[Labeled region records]
* START *
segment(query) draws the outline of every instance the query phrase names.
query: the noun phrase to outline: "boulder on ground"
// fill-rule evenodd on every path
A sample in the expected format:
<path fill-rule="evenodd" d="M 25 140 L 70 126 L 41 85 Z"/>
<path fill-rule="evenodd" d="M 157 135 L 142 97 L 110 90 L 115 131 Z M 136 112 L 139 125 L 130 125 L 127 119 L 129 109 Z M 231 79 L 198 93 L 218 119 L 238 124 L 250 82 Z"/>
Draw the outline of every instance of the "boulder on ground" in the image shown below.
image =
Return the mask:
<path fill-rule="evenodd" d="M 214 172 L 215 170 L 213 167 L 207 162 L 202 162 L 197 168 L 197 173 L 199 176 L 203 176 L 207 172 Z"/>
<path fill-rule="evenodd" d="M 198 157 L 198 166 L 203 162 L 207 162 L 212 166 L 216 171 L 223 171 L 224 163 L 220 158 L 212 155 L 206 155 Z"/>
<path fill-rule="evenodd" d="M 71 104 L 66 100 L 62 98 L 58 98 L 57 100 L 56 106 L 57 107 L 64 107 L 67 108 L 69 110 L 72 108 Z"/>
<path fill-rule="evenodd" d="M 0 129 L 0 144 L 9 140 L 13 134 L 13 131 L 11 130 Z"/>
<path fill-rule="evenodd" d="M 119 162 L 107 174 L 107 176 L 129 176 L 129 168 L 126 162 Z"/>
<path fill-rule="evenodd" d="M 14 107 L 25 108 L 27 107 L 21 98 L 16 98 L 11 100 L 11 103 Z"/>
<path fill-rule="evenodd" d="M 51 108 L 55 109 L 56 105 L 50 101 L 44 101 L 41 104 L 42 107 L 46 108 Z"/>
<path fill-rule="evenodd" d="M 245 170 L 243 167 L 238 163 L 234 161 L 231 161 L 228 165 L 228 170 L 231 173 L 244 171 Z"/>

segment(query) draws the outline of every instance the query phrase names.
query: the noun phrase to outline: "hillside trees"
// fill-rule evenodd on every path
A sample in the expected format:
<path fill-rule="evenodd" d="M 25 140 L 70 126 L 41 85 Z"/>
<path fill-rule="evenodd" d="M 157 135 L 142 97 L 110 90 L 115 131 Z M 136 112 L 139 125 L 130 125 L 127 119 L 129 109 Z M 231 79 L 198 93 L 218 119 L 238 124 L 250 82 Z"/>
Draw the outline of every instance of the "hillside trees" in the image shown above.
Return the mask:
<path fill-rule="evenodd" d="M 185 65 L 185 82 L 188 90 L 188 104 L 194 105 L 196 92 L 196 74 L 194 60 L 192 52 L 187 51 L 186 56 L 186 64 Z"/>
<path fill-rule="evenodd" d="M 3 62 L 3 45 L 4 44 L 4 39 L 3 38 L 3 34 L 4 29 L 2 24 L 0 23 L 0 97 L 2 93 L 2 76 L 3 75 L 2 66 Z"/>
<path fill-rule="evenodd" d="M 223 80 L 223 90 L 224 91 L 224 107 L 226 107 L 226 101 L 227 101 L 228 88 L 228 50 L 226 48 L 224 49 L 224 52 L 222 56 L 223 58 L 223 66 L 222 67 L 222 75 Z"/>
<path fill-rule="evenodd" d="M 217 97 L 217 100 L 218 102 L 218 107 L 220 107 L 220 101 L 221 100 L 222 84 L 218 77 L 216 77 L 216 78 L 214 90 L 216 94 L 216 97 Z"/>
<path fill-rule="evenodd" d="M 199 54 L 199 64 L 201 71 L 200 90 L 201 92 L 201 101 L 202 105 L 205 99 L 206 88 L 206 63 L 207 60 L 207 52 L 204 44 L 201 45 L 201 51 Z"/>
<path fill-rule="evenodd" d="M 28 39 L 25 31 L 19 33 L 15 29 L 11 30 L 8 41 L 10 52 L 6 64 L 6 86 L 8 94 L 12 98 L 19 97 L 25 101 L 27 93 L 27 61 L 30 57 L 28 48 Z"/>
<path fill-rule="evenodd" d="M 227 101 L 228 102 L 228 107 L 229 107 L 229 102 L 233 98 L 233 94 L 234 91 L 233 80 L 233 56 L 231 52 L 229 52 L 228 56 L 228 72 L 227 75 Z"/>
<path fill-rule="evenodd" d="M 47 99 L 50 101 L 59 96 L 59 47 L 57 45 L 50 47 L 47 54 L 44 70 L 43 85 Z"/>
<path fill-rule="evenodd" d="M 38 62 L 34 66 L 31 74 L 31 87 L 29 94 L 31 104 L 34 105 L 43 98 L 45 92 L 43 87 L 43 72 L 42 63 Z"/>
* END *
### REQUIREMENT
Report each line of the records above that contains the string "boulder". Case counts.

### SOLUTION
query: the noun phrase to outline: "boulder on ground"
Draw the outline of every instance of the "boulder on ground" in the image shown below.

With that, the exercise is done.